- _REQUEST_:
Rewrite the listing below, starting at the line containing "target | elliptical machine" and ending at the line containing "<point>831,546</point>", with both of those lines and every request line in between included. Increase each coordinate in the answer points by 27, and leave the sample points unchanged.
═════ SUPPLIED MATERIAL
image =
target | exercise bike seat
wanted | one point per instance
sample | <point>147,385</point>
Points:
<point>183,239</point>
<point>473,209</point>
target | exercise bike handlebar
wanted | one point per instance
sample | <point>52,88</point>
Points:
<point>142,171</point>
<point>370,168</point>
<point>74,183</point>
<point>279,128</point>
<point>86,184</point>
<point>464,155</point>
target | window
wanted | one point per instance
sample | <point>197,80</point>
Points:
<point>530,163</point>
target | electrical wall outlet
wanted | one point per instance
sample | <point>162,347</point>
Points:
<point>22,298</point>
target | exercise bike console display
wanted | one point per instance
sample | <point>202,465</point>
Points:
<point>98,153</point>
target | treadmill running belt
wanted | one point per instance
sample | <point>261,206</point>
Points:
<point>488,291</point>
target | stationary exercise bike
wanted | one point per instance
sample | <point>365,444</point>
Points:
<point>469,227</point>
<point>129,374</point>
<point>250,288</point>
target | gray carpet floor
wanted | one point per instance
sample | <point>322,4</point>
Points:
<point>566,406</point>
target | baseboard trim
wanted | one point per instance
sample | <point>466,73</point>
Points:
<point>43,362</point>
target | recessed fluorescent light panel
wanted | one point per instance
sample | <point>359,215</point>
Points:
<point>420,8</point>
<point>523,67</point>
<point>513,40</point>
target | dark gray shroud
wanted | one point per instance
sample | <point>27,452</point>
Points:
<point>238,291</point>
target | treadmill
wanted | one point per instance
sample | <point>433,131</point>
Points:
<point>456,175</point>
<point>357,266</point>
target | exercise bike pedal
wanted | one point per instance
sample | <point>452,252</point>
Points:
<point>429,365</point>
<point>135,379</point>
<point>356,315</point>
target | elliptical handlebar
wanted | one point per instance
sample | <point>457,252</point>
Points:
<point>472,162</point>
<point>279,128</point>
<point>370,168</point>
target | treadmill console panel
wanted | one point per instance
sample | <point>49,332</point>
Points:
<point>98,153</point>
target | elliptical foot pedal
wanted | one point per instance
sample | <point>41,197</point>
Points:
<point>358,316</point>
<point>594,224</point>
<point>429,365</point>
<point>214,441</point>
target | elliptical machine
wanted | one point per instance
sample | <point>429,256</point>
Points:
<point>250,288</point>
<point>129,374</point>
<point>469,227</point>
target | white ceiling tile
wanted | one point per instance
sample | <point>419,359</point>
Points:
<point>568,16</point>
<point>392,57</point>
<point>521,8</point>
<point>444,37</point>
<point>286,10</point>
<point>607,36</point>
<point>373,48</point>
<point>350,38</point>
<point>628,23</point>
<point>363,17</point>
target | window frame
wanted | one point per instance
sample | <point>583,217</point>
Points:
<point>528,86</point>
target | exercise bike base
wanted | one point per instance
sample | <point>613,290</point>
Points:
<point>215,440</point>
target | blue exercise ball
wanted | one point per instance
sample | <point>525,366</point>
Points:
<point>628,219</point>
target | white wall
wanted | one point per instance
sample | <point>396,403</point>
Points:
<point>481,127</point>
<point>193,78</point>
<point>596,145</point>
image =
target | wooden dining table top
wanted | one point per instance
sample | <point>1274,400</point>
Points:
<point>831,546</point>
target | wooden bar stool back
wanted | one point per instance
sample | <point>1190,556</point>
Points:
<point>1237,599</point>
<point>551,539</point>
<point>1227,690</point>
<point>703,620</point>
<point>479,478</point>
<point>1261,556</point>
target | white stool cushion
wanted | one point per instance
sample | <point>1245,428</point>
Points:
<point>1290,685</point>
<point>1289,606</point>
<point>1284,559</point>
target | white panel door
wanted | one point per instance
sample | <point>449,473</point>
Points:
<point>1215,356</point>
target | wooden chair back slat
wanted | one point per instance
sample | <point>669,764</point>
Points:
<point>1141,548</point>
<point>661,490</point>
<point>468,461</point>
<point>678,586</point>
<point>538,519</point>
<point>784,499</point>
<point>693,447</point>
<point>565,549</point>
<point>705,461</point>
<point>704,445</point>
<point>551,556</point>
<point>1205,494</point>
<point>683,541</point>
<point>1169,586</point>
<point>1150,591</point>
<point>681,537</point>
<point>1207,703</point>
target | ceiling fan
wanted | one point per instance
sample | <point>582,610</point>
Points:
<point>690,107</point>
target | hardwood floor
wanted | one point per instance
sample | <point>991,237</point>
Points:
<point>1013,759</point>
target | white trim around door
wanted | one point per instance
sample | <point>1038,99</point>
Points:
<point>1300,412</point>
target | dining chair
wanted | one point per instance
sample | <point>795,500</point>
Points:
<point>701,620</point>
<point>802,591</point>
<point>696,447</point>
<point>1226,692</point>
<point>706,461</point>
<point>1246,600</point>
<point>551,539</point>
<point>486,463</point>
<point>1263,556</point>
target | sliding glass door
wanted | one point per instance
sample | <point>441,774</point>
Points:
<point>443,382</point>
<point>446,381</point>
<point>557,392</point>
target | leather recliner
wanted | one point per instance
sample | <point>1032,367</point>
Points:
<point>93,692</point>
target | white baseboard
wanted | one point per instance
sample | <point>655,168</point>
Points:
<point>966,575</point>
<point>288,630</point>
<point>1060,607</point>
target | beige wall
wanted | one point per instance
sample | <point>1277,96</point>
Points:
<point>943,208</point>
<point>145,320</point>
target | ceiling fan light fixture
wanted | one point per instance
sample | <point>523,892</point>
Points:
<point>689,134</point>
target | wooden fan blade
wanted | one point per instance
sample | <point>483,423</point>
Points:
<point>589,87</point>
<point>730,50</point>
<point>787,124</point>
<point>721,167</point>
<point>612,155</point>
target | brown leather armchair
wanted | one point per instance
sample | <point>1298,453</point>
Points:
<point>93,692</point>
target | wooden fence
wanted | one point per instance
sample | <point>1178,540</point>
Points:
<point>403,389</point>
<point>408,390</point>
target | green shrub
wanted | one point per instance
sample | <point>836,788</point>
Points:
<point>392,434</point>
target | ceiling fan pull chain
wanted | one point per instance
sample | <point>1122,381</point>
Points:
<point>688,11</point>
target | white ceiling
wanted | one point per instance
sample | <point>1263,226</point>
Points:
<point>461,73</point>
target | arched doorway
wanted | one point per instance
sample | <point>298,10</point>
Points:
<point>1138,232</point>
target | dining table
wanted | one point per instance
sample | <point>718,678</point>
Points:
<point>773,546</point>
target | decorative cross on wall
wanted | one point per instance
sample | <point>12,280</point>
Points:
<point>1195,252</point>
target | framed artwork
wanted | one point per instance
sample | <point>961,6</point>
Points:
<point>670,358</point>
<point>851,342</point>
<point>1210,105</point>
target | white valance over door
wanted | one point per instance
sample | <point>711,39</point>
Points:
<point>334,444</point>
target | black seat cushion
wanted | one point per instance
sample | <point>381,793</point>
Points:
══════════
- _RESPONSE FOR THIS EXERCISE_:
target | elliptical machine
wanted | one point per instance
sample | <point>429,256</point>
Points:
<point>277,315</point>
<point>156,401</point>
<point>496,254</point>
target | white ceiling tile
wanted | one point per instance
sample | <point>419,359</point>
Points:
<point>595,43</point>
<point>419,84</point>
<point>548,35</point>
<point>471,64</point>
<point>313,37</point>
<point>634,63</point>
<point>400,75</point>
<point>377,65</point>
<point>655,50</point>
<point>390,44</point>
target | window frame
wanted | one point per instance
sample | <point>583,217</point>
Points:
<point>555,113</point>
target | exercise bike base
wanted | one point per instance
sample | <point>613,290</point>
Points:
<point>242,467</point>
target | blue exercise ball
wanted | one point per instance
sample | <point>525,366</point>
Points:
<point>655,246</point>
target | white wall
wanted | one point per instance
sample | <point>396,403</point>
Points:
<point>508,154</point>
<point>220,105</point>
<point>623,172</point>
image =
target | wooden dining table top
wanted | one point per instance
sample | <point>1274,400</point>
Points:
<point>858,573</point>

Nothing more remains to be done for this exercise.